> **Material for this task**:
────────────────

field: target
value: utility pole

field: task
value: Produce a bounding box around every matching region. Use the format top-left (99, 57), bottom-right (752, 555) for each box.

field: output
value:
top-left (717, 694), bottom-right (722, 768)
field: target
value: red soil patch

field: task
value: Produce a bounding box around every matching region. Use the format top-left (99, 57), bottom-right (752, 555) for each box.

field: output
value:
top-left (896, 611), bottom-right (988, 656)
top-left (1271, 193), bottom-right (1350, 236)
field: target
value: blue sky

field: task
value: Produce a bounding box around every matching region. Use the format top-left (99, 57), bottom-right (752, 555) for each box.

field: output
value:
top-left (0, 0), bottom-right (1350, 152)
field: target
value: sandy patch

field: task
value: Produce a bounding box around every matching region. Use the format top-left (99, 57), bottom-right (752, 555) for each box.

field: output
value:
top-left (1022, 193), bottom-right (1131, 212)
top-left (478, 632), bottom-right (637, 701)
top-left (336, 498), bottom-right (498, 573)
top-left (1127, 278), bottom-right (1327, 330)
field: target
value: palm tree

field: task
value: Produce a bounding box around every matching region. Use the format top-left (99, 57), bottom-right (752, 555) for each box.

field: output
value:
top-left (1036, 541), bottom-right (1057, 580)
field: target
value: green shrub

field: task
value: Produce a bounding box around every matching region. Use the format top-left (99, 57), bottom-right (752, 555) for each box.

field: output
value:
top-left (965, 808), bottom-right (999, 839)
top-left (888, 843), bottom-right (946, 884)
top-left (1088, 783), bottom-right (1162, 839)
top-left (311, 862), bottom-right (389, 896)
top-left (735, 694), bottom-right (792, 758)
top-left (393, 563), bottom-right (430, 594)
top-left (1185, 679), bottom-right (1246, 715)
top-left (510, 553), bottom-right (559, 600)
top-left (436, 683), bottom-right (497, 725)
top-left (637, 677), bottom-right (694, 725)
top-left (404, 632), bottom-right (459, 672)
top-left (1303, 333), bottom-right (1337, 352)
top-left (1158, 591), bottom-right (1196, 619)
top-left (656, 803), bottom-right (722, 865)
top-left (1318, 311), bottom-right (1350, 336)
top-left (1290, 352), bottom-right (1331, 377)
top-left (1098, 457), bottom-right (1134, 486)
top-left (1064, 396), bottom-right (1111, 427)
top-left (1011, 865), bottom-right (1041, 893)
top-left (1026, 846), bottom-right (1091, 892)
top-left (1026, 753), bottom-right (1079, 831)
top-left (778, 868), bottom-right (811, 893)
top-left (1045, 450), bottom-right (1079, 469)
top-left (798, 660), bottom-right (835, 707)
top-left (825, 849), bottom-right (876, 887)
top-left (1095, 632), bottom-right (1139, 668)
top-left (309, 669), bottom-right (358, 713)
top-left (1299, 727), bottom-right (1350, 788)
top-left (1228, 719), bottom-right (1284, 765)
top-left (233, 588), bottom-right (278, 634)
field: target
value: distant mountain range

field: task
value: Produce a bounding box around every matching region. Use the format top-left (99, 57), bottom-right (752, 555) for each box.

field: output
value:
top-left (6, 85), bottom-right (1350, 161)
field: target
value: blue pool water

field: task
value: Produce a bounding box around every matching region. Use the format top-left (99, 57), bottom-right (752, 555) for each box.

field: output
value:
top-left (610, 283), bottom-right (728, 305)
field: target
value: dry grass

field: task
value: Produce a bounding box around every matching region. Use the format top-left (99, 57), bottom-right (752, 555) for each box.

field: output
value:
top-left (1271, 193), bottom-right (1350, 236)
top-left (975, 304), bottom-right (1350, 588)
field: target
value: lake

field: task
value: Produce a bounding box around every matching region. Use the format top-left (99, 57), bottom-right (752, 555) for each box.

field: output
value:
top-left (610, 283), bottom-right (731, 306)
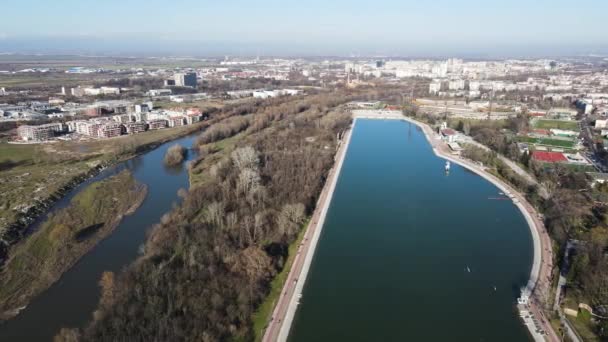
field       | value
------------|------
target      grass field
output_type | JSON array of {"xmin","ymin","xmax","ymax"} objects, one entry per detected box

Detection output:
[
  {"xmin": 0, "ymin": 124, "xmax": 207, "ymax": 238},
  {"xmin": 533, "ymin": 120, "xmax": 580, "ymax": 132},
  {"xmin": 517, "ymin": 137, "xmax": 574, "ymax": 149}
]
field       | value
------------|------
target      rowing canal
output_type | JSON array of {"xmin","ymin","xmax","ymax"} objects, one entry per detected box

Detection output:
[
  {"xmin": 289, "ymin": 120, "xmax": 533, "ymax": 342},
  {"xmin": 0, "ymin": 135, "xmax": 195, "ymax": 341}
]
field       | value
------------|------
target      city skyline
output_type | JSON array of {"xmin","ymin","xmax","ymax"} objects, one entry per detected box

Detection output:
[{"xmin": 0, "ymin": 0, "xmax": 608, "ymax": 57}]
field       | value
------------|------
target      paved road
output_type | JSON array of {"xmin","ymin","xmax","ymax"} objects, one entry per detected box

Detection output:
[
  {"xmin": 262, "ymin": 124, "xmax": 354, "ymax": 342},
  {"xmin": 263, "ymin": 116, "xmax": 560, "ymax": 342},
  {"xmin": 404, "ymin": 117, "xmax": 560, "ymax": 342}
]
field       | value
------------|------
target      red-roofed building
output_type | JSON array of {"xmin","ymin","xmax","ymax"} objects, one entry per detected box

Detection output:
[
  {"xmin": 441, "ymin": 128, "xmax": 457, "ymax": 143},
  {"xmin": 532, "ymin": 151, "xmax": 568, "ymax": 163}
]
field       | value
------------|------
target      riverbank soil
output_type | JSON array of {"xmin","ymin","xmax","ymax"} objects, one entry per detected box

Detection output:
[
  {"xmin": 0, "ymin": 171, "xmax": 146, "ymax": 319},
  {"xmin": 0, "ymin": 123, "xmax": 206, "ymax": 265}
]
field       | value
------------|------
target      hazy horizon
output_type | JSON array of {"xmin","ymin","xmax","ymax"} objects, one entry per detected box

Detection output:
[{"xmin": 0, "ymin": 0, "xmax": 608, "ymax": 58}]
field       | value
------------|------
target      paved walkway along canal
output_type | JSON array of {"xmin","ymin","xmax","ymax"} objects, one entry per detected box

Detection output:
[{"xmin": 288, "ymin": 120, "xmax": 533, "ymax": 341}]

────────────────

> **Short problem**: Return each line of the material above that contains the word "blue". Case counts.

> **Reply to the exercise**:
value: blue sky
value: blue pool water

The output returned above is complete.